### Exercise instructions
Copy all of the records below word for word, omitting the pictures.

### Recorded information

+-------+

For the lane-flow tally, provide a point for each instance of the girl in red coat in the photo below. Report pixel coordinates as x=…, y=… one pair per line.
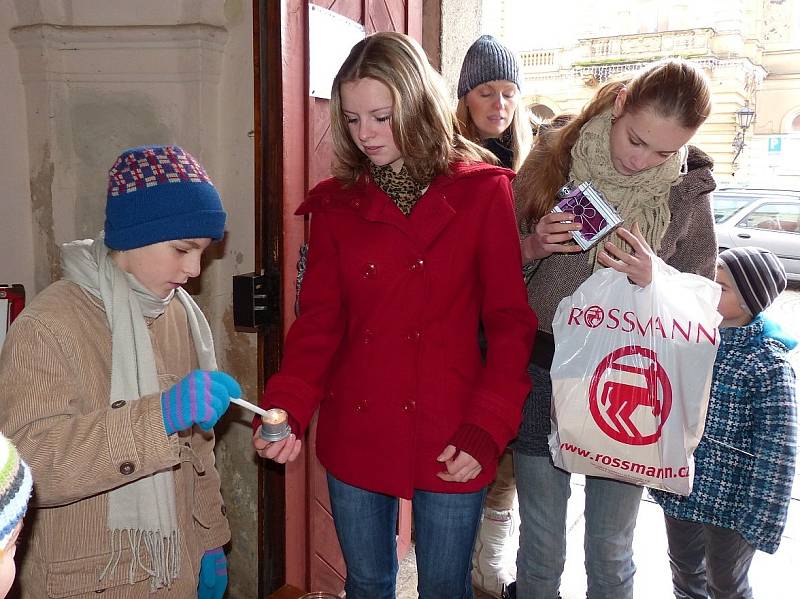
x=412, y=245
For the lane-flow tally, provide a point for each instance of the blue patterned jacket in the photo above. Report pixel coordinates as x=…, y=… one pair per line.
x=744, y=463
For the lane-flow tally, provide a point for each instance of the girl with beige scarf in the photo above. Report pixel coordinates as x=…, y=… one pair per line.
x=630, y=142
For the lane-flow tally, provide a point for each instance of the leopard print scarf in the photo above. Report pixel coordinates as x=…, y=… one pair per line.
x=400, y=187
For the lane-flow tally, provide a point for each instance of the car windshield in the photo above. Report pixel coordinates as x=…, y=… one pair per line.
x=725, y=206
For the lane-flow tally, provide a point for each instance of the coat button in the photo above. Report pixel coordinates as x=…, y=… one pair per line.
x=413, y=336
x=370, y=270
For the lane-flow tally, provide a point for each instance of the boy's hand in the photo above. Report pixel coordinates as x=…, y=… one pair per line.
x=638, y=265
x=213, y=575
x=283, y=451
x=201, y=397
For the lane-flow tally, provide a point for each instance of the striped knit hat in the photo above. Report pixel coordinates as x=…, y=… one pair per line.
x=487, y=60
x=757, y=274
x=160, y=193
x=15, y=490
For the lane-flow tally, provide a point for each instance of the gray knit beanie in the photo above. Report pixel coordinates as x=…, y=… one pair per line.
x=487, y=60
x=757, y=274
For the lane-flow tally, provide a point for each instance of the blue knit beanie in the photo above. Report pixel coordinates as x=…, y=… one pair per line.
x=160, y=193
x=15, y=490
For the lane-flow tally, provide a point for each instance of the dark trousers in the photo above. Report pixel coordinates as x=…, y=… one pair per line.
x=708, y=561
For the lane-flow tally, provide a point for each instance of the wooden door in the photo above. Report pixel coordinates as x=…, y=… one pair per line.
x=293, y=154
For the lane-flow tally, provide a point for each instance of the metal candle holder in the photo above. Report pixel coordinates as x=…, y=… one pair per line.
x=275, y=425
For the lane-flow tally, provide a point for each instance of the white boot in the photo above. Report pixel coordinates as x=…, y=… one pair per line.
x=491, y=568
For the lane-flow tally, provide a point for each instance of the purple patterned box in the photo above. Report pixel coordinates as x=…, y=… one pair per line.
x=591, y=209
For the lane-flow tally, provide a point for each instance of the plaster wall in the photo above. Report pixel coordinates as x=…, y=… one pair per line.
x=78, y=85
x=461, y=25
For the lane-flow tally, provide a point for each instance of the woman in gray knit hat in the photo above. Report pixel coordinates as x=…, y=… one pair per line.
x=489, y=110
x=490, y=113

+-------+

### Answer below
For the lane-flow tally, provide a point for each instance of the girl in red coat in the photo below. Report pixel coordinates as x=…, y=… one pair per line.
x=412, y=245
For the lane-flow tally, provide a point for each instance of the blue patterned jacket in the photo above. Report pixel coordinates as x=…, y=… one pair per line.
x=744, y=463
For the lane-flow tally, provide a point for each instance of the girl with beige scarf in the photo above. Report pixel coordinates as x=…, y=… one pair per line.
x=630, y=142
For the lane-flow tally, provide a point for each instance of the leopard print scarf in the photo above. Report pixel coordinates as x=…, y=… one pair per line.
x=400, y=187
For the lane-flow tally, provide a point for each instance of the car windshield in the photo above. Report pixel coordinates as x=…, y=… one pair per line.
x=725, y=206
For the lane-flow tally, provide a point for each instance of the coat button in the photo above. Report pixel coordinates as x=…, y=… one pair per line.
x=413, y=336
x=370, y=270
For the lane-flow tally, provide a point for each instance of the boy's hand in the photo above. Report pixel coordinates as x=…, y=… one pair per line.
x=638, y=265
x=213, y=575
x=283, y=451
x=201, y=397
For the lane-flow tally, provide a point for each instance of the striped knit hat in the photo above. Report pixel coordinates as x=…, y=… one pair per line.
x=487, y=60
x=757, y=274
x=160, y=193
x=15, y=490
For the lane-flow tally, provide a point for each instance of the gray knit beanie in the photo above. Report pixel coordinates as x=…, y=… one pair per line.
x=487, y=60
x=757, y=274
For the lane-flow tally, provide a point for each instance of the blue knit beanie in the photo above. Report pixel coordinates as x=…, y=… one pair per line.
x=160, y=193
x=15, y=490
For the lane-flow tally, provide a point for each instance of the dark trousers in the photo above. Report pixel coordinates as x=…, y=… one pair per line.
x=708, y=561
For the lane-flow tally, provide a point for each instance of the wooden door in the photo above. Report pixel coordinates as x=…, y=… one pair per line.
x=293, y=154
For the lane-flow tally, provide a point for each instance of the metal candle holder in the photo above. Report pixel coordinates as x=…, y=… one pair per line.
x=275, y=425
For the lane-flow tally, provide a point for each instance of the white boot in the photo above. Report pixel coordinates as x=…, y=… one pair per line.
x=491, y=568
For the lane-flow tally, provide a point for each instance of the purple patterned box in the photo above. Report pixel coordinates as x=…, y=… one pair per line.
x=591, y=209
For the lane-flow tally, provide a point for each instance of the plaster wall in the photo above. Report pixel coordinates as x=…, y=… one pair per line.
x=78, y=85
x=461, y=25
For the lane-flow tally, provide a point for each instance of the woman in gray knit hat in the photo above. Report pixel coordinates as x=…, y=… one pair per line.
x=489, y=110
x=490, y=113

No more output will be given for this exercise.